Empress Fu was the daughter of her husband’s grandmother Consort Fu’s cousin Fu Yan (傅晏). She became his consort when he was still the Prince of Dingtao and later crown prince. After the death of his uncle Emperor Cheng in April 7 BC, he ascended the throne as Emperor Ai, and she was created his empress that same year on 16 June. Her father was created the Marquess of Kongxiang.
By the time Emperor Ai died in August 1 BC, Empress Fu’s main support, Consort Fu, had already been dead for many months, and she suddenly was all alone as her father and her other relatives were purged from the government by Wang Mang. Wang, who bore grudges against Fu and Ai, did not permit her to become empress dowager, and a brief time after Ai’s death, he had her demoted to commoner status and ordered her to guard her husband’s tomb—even though she was not personally involved in any of the political intrigues. She committed suicide that day.

### EXCERPTED DATA
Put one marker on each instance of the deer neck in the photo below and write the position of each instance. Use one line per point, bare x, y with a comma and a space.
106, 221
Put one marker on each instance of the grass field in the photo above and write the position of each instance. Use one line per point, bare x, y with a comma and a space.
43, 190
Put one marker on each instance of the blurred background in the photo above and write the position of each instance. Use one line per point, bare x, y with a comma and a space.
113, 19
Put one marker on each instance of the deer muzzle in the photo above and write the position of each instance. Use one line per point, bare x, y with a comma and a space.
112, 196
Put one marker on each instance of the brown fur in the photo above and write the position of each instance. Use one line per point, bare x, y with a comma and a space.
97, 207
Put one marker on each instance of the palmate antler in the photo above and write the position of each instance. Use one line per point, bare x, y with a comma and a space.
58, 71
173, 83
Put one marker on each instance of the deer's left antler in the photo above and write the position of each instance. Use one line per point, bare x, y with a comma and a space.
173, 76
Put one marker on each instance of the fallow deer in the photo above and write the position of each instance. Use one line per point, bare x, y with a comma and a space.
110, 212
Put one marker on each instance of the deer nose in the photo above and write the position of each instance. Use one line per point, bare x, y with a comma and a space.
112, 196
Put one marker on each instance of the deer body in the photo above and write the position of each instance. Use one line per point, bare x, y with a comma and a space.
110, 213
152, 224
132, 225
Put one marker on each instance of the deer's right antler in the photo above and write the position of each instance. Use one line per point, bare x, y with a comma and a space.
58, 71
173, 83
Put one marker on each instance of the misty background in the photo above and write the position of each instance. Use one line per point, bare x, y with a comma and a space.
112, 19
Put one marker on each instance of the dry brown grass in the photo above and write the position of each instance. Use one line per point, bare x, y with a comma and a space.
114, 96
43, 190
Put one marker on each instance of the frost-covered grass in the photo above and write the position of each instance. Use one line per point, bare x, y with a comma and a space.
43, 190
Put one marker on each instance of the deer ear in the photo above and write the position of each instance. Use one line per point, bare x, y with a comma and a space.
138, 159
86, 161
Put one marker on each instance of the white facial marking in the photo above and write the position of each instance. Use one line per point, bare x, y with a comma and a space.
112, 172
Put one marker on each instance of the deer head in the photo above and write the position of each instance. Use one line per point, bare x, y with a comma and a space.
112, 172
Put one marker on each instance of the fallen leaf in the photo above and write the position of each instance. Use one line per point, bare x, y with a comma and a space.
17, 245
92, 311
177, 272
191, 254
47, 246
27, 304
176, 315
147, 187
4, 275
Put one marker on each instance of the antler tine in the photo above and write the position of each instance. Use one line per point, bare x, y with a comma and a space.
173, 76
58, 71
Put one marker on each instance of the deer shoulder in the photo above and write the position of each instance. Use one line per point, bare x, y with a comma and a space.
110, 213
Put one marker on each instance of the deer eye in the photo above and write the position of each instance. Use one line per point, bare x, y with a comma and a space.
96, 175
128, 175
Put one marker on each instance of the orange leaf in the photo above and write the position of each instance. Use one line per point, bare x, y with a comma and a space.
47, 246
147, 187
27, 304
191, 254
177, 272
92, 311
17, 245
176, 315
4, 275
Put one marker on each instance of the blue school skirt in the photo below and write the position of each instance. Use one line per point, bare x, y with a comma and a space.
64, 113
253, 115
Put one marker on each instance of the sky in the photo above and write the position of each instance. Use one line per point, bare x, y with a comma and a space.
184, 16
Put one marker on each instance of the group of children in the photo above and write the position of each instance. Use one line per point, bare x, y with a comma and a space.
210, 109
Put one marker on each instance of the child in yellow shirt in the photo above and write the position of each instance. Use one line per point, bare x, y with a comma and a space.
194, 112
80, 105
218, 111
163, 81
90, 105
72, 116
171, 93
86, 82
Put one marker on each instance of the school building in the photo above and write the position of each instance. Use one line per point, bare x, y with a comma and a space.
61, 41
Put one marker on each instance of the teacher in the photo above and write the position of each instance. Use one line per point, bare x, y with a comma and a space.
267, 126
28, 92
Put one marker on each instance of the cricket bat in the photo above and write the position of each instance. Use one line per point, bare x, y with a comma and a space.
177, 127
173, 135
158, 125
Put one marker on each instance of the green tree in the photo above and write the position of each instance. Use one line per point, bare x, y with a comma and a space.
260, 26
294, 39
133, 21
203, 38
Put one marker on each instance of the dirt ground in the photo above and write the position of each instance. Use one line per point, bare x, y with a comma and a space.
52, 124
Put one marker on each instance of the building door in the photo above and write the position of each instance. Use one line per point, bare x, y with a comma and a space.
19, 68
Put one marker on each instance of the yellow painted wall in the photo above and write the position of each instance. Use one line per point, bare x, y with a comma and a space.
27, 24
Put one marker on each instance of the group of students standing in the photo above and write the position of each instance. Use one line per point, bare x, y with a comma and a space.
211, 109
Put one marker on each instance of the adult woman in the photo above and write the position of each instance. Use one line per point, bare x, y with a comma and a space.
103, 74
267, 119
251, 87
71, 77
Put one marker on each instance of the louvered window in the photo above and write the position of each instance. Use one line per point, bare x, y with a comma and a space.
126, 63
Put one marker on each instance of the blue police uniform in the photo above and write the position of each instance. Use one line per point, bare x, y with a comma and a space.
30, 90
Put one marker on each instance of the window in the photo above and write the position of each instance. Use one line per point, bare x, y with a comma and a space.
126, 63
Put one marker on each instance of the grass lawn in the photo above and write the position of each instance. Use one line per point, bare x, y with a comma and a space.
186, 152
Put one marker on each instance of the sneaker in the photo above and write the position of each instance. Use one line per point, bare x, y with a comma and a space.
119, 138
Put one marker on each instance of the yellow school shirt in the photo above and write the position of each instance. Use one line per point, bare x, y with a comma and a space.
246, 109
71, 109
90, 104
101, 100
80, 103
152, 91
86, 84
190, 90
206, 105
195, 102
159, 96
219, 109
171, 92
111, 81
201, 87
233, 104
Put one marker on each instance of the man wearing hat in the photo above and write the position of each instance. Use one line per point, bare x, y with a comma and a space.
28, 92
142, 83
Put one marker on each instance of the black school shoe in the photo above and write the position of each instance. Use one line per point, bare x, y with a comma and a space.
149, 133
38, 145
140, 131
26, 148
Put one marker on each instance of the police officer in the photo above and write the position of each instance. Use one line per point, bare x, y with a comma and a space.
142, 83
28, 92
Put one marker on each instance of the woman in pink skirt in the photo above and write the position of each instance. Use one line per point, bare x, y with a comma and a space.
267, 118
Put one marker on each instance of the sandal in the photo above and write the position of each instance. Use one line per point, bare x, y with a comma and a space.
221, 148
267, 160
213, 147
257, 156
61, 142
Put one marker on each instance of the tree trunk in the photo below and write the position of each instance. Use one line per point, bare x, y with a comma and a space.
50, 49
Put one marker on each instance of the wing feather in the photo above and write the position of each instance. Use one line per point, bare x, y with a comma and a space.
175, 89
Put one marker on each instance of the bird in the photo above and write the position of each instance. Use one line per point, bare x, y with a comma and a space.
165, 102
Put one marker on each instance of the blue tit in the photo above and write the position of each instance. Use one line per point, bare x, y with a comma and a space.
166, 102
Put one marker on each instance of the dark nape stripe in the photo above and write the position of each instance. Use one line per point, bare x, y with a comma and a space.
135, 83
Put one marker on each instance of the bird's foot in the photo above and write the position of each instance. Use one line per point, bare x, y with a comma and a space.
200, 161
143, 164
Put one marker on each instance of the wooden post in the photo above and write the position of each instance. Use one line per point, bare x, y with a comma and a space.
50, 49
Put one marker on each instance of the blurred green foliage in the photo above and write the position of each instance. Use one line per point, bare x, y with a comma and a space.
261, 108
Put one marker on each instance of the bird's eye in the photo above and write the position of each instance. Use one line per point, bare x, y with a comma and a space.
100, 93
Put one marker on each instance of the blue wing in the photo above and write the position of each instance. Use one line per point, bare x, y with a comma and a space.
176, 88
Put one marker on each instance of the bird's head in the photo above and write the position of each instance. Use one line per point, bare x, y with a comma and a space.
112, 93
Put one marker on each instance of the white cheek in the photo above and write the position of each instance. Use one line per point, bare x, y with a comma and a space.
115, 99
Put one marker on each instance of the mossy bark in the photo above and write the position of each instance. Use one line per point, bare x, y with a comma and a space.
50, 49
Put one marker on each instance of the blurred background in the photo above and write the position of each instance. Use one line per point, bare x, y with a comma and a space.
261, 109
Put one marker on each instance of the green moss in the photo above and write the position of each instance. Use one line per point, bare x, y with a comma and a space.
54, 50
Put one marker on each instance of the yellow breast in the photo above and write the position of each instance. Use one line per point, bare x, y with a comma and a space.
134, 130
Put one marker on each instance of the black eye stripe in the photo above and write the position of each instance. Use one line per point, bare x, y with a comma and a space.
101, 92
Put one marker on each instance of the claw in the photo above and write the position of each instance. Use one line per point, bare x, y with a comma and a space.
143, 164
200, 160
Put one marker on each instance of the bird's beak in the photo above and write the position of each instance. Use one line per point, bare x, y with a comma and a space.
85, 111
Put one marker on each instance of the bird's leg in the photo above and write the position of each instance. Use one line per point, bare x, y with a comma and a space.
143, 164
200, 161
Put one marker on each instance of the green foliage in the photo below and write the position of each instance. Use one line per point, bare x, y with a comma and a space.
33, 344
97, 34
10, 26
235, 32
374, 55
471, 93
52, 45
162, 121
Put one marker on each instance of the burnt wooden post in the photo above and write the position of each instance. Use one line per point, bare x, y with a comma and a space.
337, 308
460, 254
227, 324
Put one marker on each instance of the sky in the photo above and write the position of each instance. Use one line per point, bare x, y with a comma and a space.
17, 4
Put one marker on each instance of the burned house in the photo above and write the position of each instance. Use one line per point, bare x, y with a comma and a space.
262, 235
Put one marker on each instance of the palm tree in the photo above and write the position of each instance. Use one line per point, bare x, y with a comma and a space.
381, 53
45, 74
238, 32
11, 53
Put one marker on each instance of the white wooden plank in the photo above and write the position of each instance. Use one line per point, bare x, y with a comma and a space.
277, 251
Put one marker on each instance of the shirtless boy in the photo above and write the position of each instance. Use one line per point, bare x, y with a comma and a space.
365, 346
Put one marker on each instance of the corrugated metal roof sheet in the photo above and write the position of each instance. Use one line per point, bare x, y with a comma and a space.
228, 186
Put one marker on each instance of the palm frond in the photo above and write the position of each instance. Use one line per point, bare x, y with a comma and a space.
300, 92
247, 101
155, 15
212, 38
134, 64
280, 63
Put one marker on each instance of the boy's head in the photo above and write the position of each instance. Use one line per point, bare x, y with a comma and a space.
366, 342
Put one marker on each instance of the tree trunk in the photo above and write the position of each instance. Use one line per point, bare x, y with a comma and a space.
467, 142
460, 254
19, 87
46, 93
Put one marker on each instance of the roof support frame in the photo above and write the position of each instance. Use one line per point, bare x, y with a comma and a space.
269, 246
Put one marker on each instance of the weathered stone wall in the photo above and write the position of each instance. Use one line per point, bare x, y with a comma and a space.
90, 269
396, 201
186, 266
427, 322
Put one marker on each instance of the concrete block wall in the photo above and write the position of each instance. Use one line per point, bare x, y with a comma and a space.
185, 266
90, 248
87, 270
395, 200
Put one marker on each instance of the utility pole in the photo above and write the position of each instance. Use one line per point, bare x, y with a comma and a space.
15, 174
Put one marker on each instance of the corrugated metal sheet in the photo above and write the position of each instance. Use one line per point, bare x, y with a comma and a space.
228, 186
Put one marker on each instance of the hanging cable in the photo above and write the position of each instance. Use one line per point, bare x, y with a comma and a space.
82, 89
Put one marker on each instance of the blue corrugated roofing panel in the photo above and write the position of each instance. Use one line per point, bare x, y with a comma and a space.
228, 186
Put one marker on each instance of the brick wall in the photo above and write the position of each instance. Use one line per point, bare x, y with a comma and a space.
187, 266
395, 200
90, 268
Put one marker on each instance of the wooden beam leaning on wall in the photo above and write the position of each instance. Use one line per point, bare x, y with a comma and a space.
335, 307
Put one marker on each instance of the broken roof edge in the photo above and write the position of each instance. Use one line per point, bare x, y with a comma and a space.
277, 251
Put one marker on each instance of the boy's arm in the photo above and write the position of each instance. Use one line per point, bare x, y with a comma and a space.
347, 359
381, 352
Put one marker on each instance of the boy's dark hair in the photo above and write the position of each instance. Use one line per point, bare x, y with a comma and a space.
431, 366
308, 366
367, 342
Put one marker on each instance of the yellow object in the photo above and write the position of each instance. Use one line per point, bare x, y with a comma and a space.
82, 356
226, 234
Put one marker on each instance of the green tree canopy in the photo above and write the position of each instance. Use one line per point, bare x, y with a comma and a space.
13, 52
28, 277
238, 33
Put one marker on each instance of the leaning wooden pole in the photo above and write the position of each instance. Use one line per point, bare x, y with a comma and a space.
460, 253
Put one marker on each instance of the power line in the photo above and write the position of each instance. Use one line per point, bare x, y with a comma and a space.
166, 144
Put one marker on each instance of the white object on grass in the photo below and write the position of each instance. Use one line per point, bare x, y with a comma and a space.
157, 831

### THINGS TO DO
(a) Could you rewrite the paragraph of the Empress Fu account beginning "By the time Emperor Ai died" as a shorter version that keeps its main facts?
(b) In the Empress Fu account, rename "purged" as "removed" and give the passage starting with "By the time" and going on through "suicide that day.".
(c) Could you write what comes next in the account of Empress Fu, continuing from its final sentence?

### OUTPUTS BY TASK
(a) When Emperor Ai died in August 1 BC, Consort Fu had been dead for months. Wang Mang purged Empress Fu's father and other relatives from the government. He held grudges against Fu and Ai, so he refused to make her empress dowager. Soon after, he demoted her to commoner and ordered her to guard her husband's tomb, though she had taken no part in the intrigues. She killed herself that day.

(b)
By the time Emperor Ai died in August 1 BC, Empress Fu’s main support, Consort Fu, had already been dead for many months, and she suddenly was all alone as her father and her other relatives were removed from the government by Wang Mang. Wang, who bore grudges against Fu and Ai, did not permit her to become empress dowager, and a brief time after Ai’s death, he had her demoted to commoner status and ordered her to guard her husband’s tomb—even though she was not personally involved in any of the political intrigues. She committed suicide that day.

(c)
Emperor Ai of Han 漢哀帝 (25 BC – 15 August 1 BC), name Liu Xin (劉欣 Liú Xīn), was an emperor of the Chinese Han dynasty. He ascended the throne when he was 20, having been made heir by his childless uncle Emperor Cheng, and he reigned from 7 to 1 BC.
The people and the officials were initially excited about his ascension, as he was viewed by them (as well as Emperor Cheng) to be intelligent, articulate, and capable. However, under Emperor Ai, corruption became even more prevalent, and heavy taxes were levied on the people. Furthermore, Emperor Ai was highly controlled by his grandmother Consort Fu (consort of his grandfather and his predecessor’s father Emperor Yuan), who demanded the title of Grand Empress Dowager—even though she had never been an empress previously and therefore did not properly hold that title, and this led to the unprecedented and unrepeated situation of four women possessing empress dowager titles at the same time—Empress Wang Zhengjun (Emperor Cheng’s mother and Emperor Yuan’s wife), Empress Zhao Feiyan (Emperor Cheng’s wife), Consort Fu, and Consort Ding (Emperor Ai’s mother).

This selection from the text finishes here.